## Source extract
April Tinsley Case: Man Tied to 8-Year-Old's 1988 Murder Through Genealogy Website, DNA Technology: Cops

Playing April Tinsley Slaying Is Latest Cold Case Helped by Genealogy Database: Cops

An Indiana man with no criminal record was arrested in the 1988 sexual assault and murder of 8-year-old April Tinsley, after DNA technology tied him to the gruesome killing, police said.

On April 1, 1988, April Tinsley was abducted as she walked to a friend’s house, just two blocks from her Fort Wayne home. 

A witness later said they saw a little girl matching the first-grader’s description being forced into a blue truck by a white man in his 30s. 

“You’re sitting there looking out the window and trying to think, 'Where is she? Who’s got her?'" Tinsley’s mother, Janet Tinsley, told Crime Watch Daily in 2016.

April’s body was discovered by a jogger three days later in a water-filled ditch in a rural field. The blond-haired little girl had been sexually assaulted and asphyxiated, officials said. 

One of her shoes was found 1,000 feet from her body, and a sex toy in a shopping bag was recovered nearby. DNA evidence was recovered in April’s underwear, but a match was never found. 

Two years later, the community would be reminded of the little girl’s grisly death, as a note taunting police was scrawled onto the wall of a nearby barn. 

“I kill 8 year old April Marie Tisley (sic),” read the note, which was discovered on May 21, 1990. “Did you find her other shoe haha I will kill agin (sic).”

The case went cold again until 2004, when the alleged killer left several other notes — and DNA evidence — at homes around the Fort Wayne area. 

Three messages were left on young girls’ bicycles, while a fourth was placed in a mailbox, authorities said. Three of the messages were inside plastic bags containing used condoms with the same DNA profile found in April’s underwear and Polaroid pictures of a man’s naked lower body. 

"Hi honey," one note read, according to a photo released of the message by the FBI. “I been watching you I am the same person that kidnapped an [sic] rape an (sic) kill Aproil (sic) Tinsely.”

The note threatened that the child would be next and her house would “blow up” if she didn’t report the message to police as well as have it publicized in the media.

The case went cold yet again. 

But finally, after 30 years of searching for answers, investigators experienced a significant break in the case.

The Fort Wayne Police Department submitted the suspect’s DNA to Parabon NanoLabs, and this month the firm’s genealogist CeCe Moore was able use public genealogy databases to narrow down the suspects to two brothers in the Fort Wayne area.

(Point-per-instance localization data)
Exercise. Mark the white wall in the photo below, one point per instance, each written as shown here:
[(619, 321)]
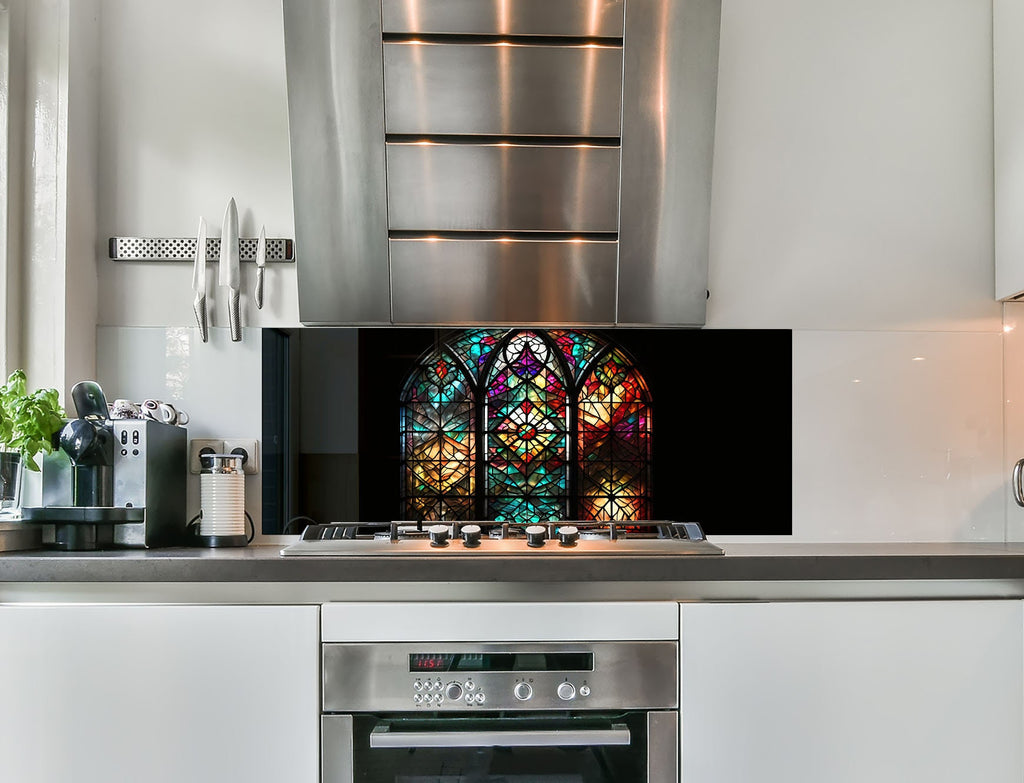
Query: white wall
[(852, 203)]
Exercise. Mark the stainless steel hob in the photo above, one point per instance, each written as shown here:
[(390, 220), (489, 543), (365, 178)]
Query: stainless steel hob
[(655, 538)]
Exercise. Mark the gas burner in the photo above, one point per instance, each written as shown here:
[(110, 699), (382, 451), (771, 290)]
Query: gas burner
[(503, 538)]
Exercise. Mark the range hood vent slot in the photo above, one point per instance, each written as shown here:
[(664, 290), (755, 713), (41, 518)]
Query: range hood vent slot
[(461, 162)]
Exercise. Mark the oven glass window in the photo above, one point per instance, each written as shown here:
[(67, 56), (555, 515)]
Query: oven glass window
[(480, 760)]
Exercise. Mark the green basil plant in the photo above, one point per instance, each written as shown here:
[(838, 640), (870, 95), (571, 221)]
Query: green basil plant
[(29, 421)]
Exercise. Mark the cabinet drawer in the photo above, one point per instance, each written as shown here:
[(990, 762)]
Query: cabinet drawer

## Explore the material
(1) In the article on the April Tinsley case, who found April's body?
(2) Continue the article on the April Tinsley case from its last sentence.

## Your responses
(1) A jogger found her body three days after she was abducted.

(2)
Detectives pulled trash from outside the trailer of 59-year-old John Miller, according to a probable cause affidavit filed by Fort Wayne police. Three used condoms that Miller allegedly discarded and were found among the pulled trash matched the genetic profile found on April and in the condoms left with the notes in 2004, police said.

On Sunday, detectives approached Miller outside his home and asked him to come to the police station to talk. It was there that Miller was advised of his rights and asked if he knew why investigators wanted to speak with him. 

“April Tinsley,” he allegedly replied, according to the affidavit. 

When asked to explain what happened to April, Miller allegedly replied “I can’t,” but then went on to admit he abducted the little girl and brought her back to his trailer, according to police. 

He allegedly admitted to raping her and then strangling her to keep her from going to the police. It took 10 minutes to kill April, Miller allegedly said. 

After she had died, he sodomized her body, and then dumped her in the ditch the following night, Miller allegedly said. 

Police said Miller told them he drove by the place he left April the next day when he did not see anything about her body begin found on the news. As he drove past, he threw April’s shoe out of his car, he allegedly told police. 

Miller is being held on preliminary charges of murder, child molestation and criminal confinement. He appeared in court early Monday, where a judge granted Allen County Prosecutor Karen Richards 72 hours to file formal charges.

Friends and family of April were also in the courtroom, as Miller said he understood the charges he faces, according to WANE-TV.

Miller has no previous criminal record, other than one speeding citation and two citations for failing to stop, the television station reported.